Toda esta poesía podría enmarcarse en el género “poesía de lugar”: sus colores, sus habitantes, sus contornos han sido tomados en préstamo de un paisaje específico. Está atravesada por esas imágenes que nos resultan tan familiares y que corresponden a la llamada zona urbana, cuya característica más notable parece ser la mutación radical de sus elementos. La pregunta es, entonces, “Cómo vivir en la ciudad/ que levantaron esos viejos/ a fuerza de martillo y bandoneón/ junto a las aguas sucias de aquel puerto”.
En esa poesía férrea (literalmente), Oxidario se erige como una ciudad casi legendaria, y parece ser el nombre bautismal con que el poeta ha ungido el paisaje personal de sus recuerdos (¿Dolores?, ¿Mar del Plata?, ¿Buenos Aires?, más ampliamente quizás, ¿Argentina?), en alusión a los barcos herrumbrosos del puerto. Por eso su deseo es “Que la poesía gobierne los barcos del puerto,/ los sueños con mares, con tierra,/ y los hombres que se arrastran sobre la ciudad”. Este movimiento pendular y tenso entre tradición y cambio anima la poesía de Calabrese.
El poeta usa la figura del retorno (literal, como viaje de regreso, o metafórico, como ensoñación o como recuerdo) para evocar el paisaje de ese país y esa ciudad míticos. El retorno quizás no sea eterno, pero parece tomar la forma del círculo, como anhelo de estados anteriores, de una situación en que las cosas eran nuevas y todavía no se habían olvidado. Ese mito del retorno se manifiesta en dos cosas ostensibles: primero, como la visión algo nostálgica y ligeramente idealizada, pero a la vez consciente de las limitaciones y fallas, del pasado y después como un vago deseo de retorno al lugar de pertenencia: “Por qué me pide esta ciudad que vuelva?// Ni teléfonos celulares ni cambios/ de nave en los aeropuertos./ El ojo del perro ve esas cosas/ que nunca terminan de aparecer./ El ojo del perro, tal vez,/ pero los otros/ no pueden ver el fondo de esta oscuridad/ donde quisiéramos decir vida,/ pero decimos mundo. (...) ¿Por qué me rompe entre las piedras/ de la costa una y otra vez?”. De regreso a su ciudad, el poeta compara su mirada con la mirada del “ojo lego del perro” que percibe todo aquello que el automatismo de la mirada habitual no puede ya percibir.

+-------+

**Tarea 1**.
Responde según el texto sobre la poesía de Calabrese:
(a) ¿En qué género podría enmarcarse toda esta poesía?
(b) ¿A qué alude el nombre Oxidario?
(c) ¿Con qué mirada compara el poeta la suya al regresar a su ciudad?
**Tarea 2**. Por favor, prolonga el texto sobre la poesía de Calabrese a partir de su última oración.
Los registros no guardan relación alguna con el texto.

[Registros de una fuente de datos]
+-------+

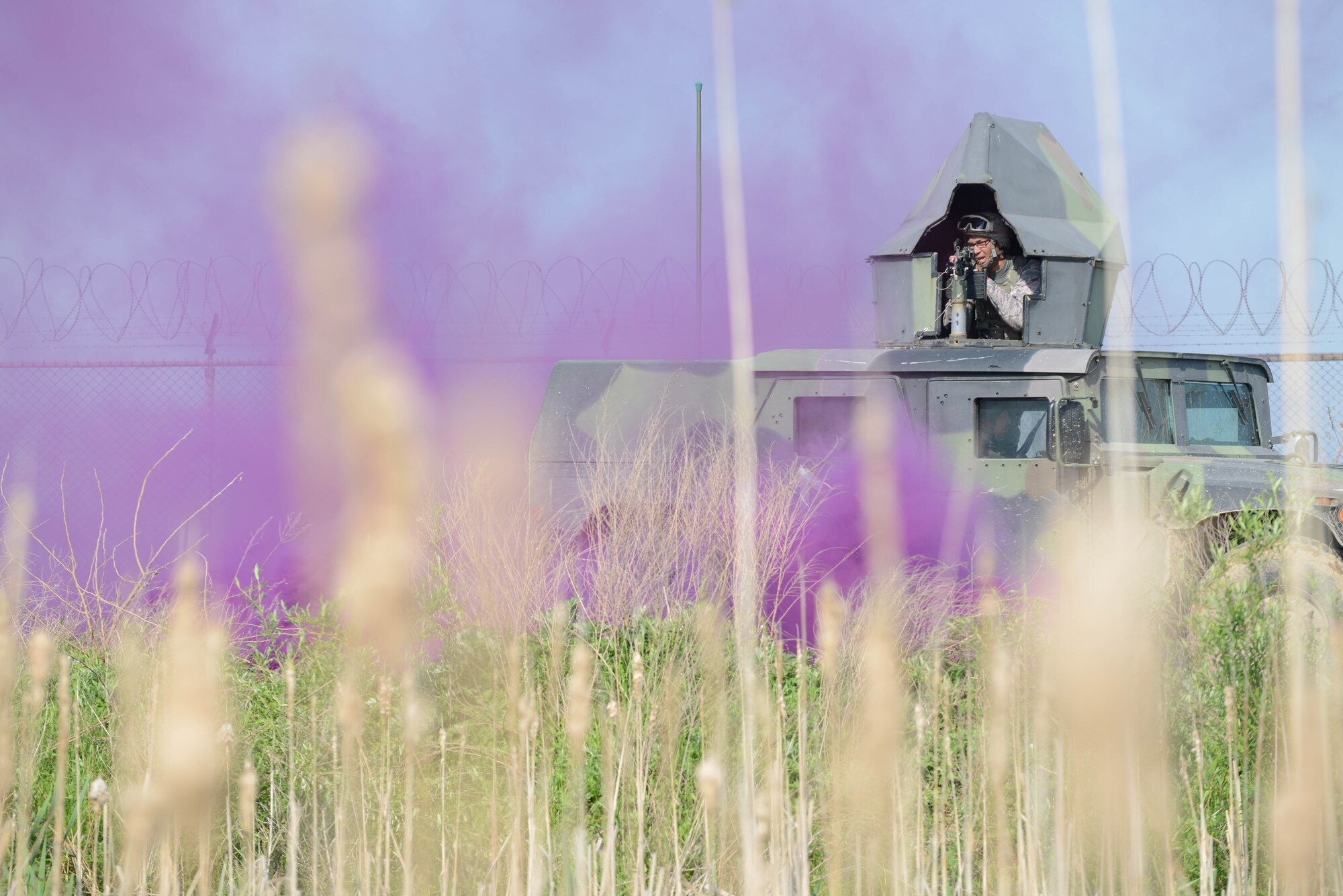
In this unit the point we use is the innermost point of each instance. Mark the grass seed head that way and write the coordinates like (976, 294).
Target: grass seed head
(248, 785)
(708, 779)
(578, 706)
(99, 793)
(41, 659)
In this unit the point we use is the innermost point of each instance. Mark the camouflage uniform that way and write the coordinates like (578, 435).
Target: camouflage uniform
(1008, 290)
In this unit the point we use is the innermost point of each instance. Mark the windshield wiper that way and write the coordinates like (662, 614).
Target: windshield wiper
(1236, 395)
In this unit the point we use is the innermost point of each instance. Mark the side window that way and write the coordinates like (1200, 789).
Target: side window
(1146, 403)
(1220, 413)
(1012, 427)
(823, 424)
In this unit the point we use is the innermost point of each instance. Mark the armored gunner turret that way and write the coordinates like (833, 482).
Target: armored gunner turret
(1015, 172)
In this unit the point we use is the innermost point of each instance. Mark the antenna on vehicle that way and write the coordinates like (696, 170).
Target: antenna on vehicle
(699, 219)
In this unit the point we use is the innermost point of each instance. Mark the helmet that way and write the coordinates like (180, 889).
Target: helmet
(989, 224)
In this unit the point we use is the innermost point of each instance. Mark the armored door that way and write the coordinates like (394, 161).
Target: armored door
(994, 435)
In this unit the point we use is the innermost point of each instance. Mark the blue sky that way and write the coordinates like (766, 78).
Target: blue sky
(523, 130)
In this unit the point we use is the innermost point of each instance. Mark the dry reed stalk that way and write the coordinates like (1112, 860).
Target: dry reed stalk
(1107, 691)
(578, 719)
(745, 583)
(41, 663)
(413, 724)
(292, 839)
(58, 847)
(17, 528)
(248, 787)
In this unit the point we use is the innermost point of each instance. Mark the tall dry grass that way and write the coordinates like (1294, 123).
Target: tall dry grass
(495, 705)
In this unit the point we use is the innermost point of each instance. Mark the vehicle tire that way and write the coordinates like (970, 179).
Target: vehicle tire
(1317, 600)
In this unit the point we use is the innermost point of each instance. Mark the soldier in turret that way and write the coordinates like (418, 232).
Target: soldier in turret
(1009, 279)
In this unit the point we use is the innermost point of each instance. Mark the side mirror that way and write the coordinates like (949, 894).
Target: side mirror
(1070, 442)
(1302, 444)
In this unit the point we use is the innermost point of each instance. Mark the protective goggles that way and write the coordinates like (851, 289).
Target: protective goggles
(977, 226)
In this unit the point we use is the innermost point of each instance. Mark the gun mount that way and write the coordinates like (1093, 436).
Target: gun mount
(1017, 169)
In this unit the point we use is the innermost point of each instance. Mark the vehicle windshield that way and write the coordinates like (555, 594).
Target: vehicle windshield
(1144, 405)
(1220, 413)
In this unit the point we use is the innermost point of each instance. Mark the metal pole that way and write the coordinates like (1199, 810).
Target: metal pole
(699, 220)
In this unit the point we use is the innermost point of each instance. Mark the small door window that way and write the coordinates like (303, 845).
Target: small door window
(823, 424)
(1220, 413)
(1012, 427)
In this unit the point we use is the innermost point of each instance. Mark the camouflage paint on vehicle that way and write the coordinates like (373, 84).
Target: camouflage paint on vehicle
(946, 395)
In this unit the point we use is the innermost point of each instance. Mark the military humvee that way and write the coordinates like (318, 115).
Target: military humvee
(1031, 426)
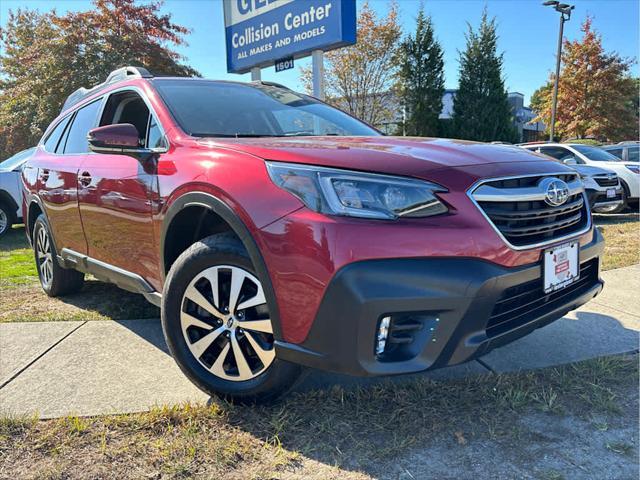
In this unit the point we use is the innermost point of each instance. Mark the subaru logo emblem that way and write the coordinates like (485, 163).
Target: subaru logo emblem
(556, 192)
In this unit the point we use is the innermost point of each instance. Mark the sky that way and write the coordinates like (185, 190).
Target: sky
(528, 33)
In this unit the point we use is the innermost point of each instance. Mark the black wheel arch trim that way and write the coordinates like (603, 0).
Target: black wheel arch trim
(223, 210)
(7, 199)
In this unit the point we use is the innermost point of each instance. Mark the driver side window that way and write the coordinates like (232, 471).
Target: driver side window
(129, 107)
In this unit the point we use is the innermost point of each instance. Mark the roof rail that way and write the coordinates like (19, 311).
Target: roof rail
(118, 75)
(269, 84)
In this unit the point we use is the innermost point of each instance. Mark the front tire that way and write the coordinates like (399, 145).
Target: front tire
(6, 219)
(54, 279)
(217, 325)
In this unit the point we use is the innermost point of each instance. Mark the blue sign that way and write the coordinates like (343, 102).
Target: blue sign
(259, 32)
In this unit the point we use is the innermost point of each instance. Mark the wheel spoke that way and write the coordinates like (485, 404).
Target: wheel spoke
(211, 274)
(218, 366)
(244, 370)
(265, 356)
(196, 297)
(237, 279)
(190, 321)
(257, 299)
(257, 325)
(199, 347)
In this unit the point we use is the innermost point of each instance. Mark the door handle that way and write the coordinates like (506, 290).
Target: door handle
(85, 179)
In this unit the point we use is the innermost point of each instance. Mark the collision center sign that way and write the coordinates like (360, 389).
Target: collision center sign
(259, 32)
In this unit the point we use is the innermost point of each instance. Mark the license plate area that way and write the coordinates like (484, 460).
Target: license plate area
(561, 266)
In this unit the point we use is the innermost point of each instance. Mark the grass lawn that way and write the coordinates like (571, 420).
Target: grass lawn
(622, 237)
(575, 421)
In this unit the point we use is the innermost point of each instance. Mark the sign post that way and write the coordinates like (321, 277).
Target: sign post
(261, 32)
(317, 70)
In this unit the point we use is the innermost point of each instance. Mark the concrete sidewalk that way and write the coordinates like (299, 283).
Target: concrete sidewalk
(88, 368)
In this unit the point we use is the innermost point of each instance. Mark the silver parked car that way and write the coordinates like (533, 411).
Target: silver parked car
(11, 190)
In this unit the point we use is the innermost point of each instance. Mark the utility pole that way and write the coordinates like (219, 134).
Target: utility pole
(317, 67)
(565, 15)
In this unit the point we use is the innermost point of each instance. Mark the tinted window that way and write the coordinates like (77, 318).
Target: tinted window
(154, 136)
(209, 109)
(84, 121)
(555, 152)
(615, 151)
(596, 154)
(52, 140)
(17, 160)
(127, 107)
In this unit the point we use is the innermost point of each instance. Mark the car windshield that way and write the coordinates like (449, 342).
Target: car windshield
(17, 160)
(206, 108)
(596, 154)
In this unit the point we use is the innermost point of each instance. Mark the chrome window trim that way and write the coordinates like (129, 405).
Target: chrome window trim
(558, 240)
(145, 99)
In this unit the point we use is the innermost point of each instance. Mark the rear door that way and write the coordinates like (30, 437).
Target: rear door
(58, 162)
(117, 193)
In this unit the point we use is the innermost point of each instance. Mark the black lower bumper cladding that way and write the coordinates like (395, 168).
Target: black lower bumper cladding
(463, 307)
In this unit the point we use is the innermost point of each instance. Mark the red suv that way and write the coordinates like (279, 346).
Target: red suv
(278, 232)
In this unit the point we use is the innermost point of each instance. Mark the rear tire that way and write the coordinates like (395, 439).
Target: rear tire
(6, 219)
(54, 279)
(217, 325)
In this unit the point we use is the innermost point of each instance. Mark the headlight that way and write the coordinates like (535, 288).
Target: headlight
(356, 194)
(588, 182)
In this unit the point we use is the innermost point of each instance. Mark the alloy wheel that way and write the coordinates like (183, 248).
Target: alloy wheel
(225, 322)
(44, 257)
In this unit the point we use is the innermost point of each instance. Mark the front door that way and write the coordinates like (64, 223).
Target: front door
(117, 194)
(58, 162)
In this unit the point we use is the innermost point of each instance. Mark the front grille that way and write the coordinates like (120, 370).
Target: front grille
(517, 209)
(523, 303)
(606, 181)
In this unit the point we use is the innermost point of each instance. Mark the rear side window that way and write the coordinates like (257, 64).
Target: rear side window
(84, 121)
(51, 143)
(615, 151)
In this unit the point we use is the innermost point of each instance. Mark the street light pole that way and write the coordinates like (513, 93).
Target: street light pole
(565, 15)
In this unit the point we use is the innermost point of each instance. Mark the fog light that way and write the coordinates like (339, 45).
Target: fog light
(383, 332)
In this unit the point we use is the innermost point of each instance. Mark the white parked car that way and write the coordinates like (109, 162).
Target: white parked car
(602, 187)
(11, 189)
(578, 154)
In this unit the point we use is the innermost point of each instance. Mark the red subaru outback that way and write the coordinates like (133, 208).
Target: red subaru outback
(277, 232)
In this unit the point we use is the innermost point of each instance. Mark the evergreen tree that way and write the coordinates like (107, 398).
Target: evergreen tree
(481, 110)
(421, 79)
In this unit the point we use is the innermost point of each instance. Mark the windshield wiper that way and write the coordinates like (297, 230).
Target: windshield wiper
(233, 135)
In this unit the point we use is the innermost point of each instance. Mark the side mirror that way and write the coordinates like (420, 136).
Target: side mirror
(119, 138)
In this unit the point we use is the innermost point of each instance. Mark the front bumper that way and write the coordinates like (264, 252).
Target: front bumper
(463, 308)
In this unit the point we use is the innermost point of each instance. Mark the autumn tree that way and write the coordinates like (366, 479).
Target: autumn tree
(481, 110)
(46, 56)
(421, 79)
(596, 96)
(360, 77)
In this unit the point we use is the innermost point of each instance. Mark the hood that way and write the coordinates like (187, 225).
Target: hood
(589, 170)
(412, 156)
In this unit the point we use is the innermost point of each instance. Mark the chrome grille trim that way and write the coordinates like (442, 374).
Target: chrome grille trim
(487, 193)
(580, 191)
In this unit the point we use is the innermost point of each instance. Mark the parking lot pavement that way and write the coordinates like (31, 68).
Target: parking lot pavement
(89, 368)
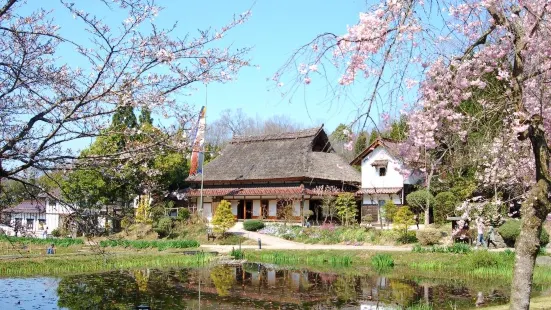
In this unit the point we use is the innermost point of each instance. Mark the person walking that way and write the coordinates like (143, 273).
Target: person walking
(491, 237)
(480, 229)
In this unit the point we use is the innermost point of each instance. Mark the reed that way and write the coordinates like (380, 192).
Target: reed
(94, 263)
(145, 244)
(382, 261)
(286, 258)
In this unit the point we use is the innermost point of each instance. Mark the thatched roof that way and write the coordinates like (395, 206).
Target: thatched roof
(391, 146)
(301, 155)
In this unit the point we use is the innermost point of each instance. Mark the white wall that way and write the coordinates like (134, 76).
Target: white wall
(272, 208)
(234, 206)
(296, 208)
(373, 199)
(370, 174)
(256, 207)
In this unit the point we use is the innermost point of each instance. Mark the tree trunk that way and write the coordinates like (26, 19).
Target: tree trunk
(534, 211)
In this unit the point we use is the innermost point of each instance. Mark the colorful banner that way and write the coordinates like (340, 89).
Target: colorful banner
(198, 136)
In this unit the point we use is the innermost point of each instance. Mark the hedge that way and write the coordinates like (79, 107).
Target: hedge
(253, 225)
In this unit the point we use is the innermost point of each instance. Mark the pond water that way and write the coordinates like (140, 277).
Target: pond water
(249, 286)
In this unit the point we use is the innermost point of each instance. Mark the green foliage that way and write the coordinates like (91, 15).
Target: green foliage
(419, 200)
(237, 254)
(59, 242)
(143, 212)
(163, 227)
(463, 188)
(183, 214)
(361, 143)
(403, 219)
(389, 210)
(373, 136)
(456, 248)
(124, 117)
(161, 245)
(382, 261)
(428, 236)
(339, 133)
(398, 130)
(510, 231)
(253, 225)
(444, 206)
(223, 218)
(145, 117)
(346, 208)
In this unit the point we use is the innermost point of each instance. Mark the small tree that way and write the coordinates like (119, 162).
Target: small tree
(403, 219)
(223, 217)
(345, 205)
(285, 210)
(421, 201)
(389, 209)
(444, 205)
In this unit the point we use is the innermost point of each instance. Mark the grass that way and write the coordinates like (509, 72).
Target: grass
(295, 257)
(145, 244)
(476, 265)
(456, 248)
(60, 265)
(382, 261)
(536, 303)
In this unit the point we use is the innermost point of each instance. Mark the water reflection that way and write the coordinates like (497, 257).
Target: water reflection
(257, 286)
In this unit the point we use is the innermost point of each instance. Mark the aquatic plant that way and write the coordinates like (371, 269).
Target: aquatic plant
(456, 248)
(92, 263)
(382, 261)
(59, 242)
(145, 244)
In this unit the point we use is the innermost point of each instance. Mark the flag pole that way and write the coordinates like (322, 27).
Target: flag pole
(203, 152)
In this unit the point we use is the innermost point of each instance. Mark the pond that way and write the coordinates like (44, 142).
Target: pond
(248, 286)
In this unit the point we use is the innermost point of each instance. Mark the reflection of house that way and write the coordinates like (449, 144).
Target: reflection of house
(262, 175)
(382, 176)
(33, 216)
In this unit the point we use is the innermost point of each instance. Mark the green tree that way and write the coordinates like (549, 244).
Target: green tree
(398, 130)
(389, 210)
(444, 206)
(403, 219)
(345, 205)
(420, 201)
(373, 136)
(124, 117)
(223, 218)
(361, 143)
(145, 117)
(340, 133)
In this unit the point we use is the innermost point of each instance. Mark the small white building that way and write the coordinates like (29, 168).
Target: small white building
(382, 177)
(34, 216)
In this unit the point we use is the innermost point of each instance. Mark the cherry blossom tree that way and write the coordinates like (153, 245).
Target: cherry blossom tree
(60, 83)
(434, 56)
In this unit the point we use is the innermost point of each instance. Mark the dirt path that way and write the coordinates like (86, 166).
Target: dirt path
(275, 243)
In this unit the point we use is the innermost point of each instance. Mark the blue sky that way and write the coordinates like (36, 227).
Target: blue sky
(275, 30)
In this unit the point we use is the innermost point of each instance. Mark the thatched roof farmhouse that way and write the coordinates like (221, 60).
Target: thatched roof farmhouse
(259, 174)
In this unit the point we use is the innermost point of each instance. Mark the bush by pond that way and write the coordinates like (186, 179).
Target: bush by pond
(429, 236)
(59, 242)
(511, 230)
(330, 234)
(382, 261)
(253, 225)
(456, 248)
(144, 244)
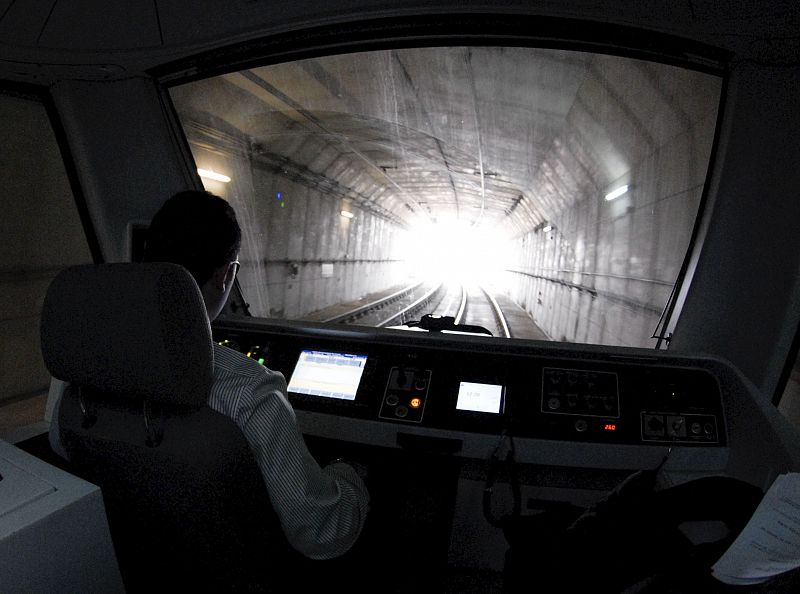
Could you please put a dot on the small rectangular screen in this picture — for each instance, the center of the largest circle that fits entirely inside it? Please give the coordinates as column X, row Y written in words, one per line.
column 479, row 397
column 326, row 374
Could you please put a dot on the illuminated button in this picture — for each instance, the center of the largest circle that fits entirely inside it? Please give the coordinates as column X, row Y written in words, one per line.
column 676, row 426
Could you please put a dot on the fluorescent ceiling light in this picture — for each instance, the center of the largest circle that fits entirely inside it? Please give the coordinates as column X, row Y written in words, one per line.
column 213, row 175
column 617, row 193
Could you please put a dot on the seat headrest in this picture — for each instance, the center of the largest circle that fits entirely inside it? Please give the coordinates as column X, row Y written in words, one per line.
column 133, row 330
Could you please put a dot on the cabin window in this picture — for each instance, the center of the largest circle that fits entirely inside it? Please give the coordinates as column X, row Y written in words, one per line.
column 562, row 185
column 42, row 233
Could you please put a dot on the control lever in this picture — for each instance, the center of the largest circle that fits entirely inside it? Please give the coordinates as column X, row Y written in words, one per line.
column 434, row 323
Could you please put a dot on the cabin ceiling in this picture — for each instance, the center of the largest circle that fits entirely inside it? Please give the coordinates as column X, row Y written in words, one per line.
column 506, row 139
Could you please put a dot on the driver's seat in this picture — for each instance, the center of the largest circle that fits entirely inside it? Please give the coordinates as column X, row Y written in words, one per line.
column 186, row 503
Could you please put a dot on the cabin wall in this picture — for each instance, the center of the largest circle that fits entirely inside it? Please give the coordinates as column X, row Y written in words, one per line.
column 127, row 157
column 743, row 303
column 604, row 272
column 41, row 233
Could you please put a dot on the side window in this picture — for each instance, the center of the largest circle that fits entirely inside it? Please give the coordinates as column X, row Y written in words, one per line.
column 41, row 234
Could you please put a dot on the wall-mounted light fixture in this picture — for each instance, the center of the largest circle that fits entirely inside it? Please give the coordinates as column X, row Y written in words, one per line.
column 617, row 193
column 208, row 174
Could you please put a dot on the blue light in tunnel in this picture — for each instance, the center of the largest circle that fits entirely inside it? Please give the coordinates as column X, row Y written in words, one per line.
column 617, row 193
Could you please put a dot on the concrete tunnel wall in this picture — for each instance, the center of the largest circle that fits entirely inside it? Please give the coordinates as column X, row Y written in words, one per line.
column 604, row 273
column 299, row 255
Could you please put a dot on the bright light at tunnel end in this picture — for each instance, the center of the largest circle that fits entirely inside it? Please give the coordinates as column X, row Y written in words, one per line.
column 213, row 175
column 454, row 251
column 617, row 193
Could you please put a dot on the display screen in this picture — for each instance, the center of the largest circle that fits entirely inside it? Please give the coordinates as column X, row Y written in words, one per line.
column 327, row 374
column 480, row 397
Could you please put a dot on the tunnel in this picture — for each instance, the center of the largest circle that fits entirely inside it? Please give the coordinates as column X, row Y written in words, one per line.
column 565, row 183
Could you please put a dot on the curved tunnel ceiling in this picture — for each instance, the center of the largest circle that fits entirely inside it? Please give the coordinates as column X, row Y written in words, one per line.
column 506, row 137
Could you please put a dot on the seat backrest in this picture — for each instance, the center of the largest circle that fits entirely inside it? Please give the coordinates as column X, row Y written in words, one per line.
column 186, row 504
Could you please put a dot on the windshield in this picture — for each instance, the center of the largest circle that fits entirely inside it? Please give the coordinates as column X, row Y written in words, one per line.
column 535, row 193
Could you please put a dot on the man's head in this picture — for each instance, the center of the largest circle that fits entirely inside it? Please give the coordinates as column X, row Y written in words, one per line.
column 199, row 231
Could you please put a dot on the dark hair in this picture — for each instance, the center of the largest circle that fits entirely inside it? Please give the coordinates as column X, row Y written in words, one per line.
column 195, row 229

+-------+

**Resultado 1**.
(a) En el género "poesía de lugar".
(b) A los barcos herrumbrosos del puerto.
(c) Con la mirada del "ojo lego del perro".

**Resultado 2**.
Estos poemas se nos abren como su propia arte poética. El poeta advierte la sabiduría de “los otros” del Sur, de Oxidario, que van despiertos y que están alertas: “El mundo era enorme,/ casi una generalidad./ Pero ellos alcanzan a ver/ el ser que anima cada cosa,/ como las aves,/ como los que nunca entienden.// ¿El infinito era una obligación?/ ¿El verso era la llave?”.
“La oxidación del hierro produce l herrumbre”, me dice un diccionario que consulto para buscar la acepción de esta palabra. “Oxidación” es, simplemente, la combinación con el oxígeno. Paradójicamente, pero (pero en perfecta coherencia con el modo de ser de a realidad y la poesía), aquello que asociamos con nuestra vida y nuestra posibilidad de respiración también produce herrumbre. Sentado a la mesa, el poeta piensa: “Nos persigue el amor de los hierros./ Las cosas quieren elevarse/ a través nuestro”. Pero siente que “somos los dioses de esta mesa”, quizás por ese poder de la (des)escritura de salvar todo de la herrumbre del olvido.